### Record extracts:
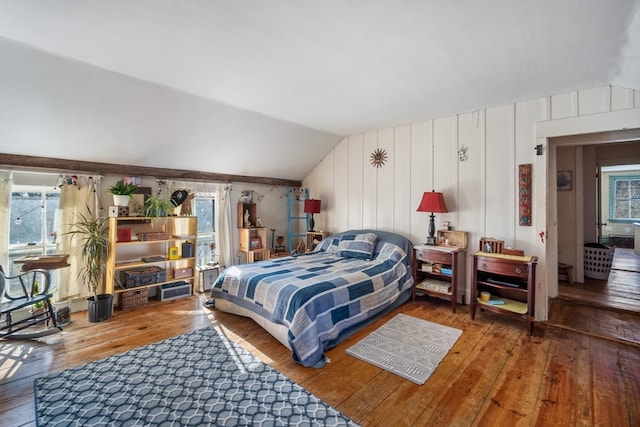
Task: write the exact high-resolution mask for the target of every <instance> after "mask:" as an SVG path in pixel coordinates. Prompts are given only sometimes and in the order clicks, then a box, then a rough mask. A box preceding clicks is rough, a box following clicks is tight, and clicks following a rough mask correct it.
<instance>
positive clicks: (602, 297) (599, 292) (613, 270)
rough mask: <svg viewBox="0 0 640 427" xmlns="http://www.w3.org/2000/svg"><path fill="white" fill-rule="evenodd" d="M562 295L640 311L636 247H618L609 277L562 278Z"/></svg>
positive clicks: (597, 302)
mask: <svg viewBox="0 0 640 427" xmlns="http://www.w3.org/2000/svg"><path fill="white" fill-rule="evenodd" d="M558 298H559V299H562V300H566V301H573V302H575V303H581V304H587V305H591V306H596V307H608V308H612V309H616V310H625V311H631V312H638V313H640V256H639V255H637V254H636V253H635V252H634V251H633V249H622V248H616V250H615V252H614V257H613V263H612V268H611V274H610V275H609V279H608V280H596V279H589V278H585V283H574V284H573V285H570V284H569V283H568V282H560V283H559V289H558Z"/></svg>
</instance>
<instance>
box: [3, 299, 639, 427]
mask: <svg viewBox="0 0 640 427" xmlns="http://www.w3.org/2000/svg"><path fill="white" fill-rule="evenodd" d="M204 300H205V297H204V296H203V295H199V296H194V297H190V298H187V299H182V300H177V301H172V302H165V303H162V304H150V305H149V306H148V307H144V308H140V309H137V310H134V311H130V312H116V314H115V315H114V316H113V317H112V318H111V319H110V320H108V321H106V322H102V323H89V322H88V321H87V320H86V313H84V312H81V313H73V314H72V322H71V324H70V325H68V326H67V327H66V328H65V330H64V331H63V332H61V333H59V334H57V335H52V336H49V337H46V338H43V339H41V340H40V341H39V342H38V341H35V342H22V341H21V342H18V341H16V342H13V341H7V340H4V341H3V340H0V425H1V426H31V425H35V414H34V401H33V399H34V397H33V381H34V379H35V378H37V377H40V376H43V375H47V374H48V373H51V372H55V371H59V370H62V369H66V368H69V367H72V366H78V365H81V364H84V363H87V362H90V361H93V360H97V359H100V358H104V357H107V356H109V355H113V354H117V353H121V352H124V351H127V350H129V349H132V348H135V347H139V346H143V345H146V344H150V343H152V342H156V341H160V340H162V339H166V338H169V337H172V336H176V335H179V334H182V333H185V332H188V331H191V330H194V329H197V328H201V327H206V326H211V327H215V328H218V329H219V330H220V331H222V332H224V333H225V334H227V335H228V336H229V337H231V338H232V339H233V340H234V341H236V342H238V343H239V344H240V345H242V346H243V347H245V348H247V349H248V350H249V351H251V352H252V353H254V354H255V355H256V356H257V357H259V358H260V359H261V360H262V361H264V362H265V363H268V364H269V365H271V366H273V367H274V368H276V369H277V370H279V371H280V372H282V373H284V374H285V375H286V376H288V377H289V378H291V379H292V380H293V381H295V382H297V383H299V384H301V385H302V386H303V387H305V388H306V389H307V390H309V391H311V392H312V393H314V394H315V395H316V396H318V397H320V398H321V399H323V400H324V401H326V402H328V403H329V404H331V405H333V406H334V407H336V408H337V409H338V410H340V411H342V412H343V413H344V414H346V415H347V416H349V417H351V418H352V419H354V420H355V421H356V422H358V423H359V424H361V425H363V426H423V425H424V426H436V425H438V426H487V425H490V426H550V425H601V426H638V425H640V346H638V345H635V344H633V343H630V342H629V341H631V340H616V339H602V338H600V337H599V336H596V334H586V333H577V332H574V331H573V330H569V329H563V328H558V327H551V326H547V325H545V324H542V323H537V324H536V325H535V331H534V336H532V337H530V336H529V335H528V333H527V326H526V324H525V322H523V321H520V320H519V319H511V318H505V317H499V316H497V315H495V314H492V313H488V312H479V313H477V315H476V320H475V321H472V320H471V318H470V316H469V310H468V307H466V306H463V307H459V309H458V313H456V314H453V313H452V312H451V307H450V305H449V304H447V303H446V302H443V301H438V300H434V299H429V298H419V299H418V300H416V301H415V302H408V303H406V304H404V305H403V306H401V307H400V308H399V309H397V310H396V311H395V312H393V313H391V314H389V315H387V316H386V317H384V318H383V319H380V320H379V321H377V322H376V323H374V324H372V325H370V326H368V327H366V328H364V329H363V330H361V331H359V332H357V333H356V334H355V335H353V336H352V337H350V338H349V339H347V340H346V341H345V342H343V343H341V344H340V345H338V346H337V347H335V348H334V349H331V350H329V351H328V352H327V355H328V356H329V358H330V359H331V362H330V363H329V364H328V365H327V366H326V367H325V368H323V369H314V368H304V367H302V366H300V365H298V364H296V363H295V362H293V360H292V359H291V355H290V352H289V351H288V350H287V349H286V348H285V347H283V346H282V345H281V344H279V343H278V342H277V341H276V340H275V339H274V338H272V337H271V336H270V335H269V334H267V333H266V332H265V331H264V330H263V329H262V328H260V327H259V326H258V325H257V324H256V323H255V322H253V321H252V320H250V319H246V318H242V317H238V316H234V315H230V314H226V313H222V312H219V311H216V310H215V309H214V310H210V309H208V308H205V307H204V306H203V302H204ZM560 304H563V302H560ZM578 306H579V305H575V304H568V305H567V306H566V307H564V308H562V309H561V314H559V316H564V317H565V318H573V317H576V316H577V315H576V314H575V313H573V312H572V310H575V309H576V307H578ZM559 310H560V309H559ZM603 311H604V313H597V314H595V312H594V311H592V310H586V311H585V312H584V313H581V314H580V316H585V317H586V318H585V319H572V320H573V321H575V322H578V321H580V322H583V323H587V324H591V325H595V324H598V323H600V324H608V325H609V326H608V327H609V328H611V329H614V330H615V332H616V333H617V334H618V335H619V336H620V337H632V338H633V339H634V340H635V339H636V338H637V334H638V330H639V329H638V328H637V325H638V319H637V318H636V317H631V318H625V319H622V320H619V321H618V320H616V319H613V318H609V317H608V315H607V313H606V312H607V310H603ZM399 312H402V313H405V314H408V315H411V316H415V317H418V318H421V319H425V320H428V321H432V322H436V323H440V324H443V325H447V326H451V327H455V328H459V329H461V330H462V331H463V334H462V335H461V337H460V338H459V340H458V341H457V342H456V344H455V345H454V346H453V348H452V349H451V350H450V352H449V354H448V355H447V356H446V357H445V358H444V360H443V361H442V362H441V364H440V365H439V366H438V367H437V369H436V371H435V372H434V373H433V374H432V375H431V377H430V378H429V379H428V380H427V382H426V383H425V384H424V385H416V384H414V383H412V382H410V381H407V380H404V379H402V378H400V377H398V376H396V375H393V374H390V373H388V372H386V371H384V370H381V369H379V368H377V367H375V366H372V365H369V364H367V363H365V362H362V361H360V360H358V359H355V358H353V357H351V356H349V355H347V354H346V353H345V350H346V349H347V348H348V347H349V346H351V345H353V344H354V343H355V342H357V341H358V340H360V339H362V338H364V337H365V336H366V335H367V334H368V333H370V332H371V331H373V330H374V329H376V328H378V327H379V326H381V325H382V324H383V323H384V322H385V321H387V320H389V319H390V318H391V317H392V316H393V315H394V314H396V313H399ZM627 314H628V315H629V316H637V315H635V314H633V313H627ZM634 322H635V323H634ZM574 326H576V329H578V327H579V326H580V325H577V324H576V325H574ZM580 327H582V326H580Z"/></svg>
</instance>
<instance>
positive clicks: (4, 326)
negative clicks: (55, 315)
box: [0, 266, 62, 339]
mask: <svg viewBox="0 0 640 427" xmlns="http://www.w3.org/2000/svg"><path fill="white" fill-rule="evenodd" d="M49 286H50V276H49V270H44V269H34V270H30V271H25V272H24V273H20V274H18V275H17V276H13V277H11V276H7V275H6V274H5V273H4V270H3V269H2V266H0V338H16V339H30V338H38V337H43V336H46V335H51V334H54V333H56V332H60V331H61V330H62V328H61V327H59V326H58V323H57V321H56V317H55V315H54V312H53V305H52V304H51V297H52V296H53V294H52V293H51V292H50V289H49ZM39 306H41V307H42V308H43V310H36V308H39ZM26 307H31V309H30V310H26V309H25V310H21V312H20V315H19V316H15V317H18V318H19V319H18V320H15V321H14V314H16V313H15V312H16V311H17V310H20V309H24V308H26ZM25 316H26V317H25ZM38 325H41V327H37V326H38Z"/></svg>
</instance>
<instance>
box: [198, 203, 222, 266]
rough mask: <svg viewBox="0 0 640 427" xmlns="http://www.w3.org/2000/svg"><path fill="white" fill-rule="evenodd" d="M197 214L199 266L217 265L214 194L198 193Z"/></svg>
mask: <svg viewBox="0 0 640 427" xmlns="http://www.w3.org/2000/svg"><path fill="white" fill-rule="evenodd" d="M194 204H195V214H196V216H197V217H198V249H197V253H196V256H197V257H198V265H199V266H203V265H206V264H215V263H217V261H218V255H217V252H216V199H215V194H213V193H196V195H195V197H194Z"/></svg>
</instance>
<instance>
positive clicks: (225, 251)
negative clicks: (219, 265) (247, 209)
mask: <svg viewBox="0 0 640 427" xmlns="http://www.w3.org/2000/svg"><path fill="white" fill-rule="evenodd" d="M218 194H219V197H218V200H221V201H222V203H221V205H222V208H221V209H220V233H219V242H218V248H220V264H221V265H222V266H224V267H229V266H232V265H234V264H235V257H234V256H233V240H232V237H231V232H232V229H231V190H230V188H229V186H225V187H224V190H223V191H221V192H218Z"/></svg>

### Activity:
Reproduce the records from their beginning through the line holding "positive clicks: (597, 302)", inclusive, substituting "coarse mask" for "rough mask" throughout and changing nothing else. Leave the pictures out.

### Exercise solution:
Task: write the exact high-resolution mask for the target of every <instance> after "mask:" as an SVG path in pixel coordinates. Prompts are given only sometimes and in the order clicks, then a box, then a coarse mask. A box preceding clicks is rough, a box following clicks is tight, and clicks following a coarse mask correct it.
<instance>
positive clicks: (602, 297) (599, 292) (613, 270)
coarse mask: <svg viewBox="0 0 640 427" xmlns="http://www.w3.org/2000/svg"><path fill="white" fill-rule="evenodd" d="M562 295L640 311L636 247H618L609 277L562 278Z"/></svg>
positive clicks: (597, 302)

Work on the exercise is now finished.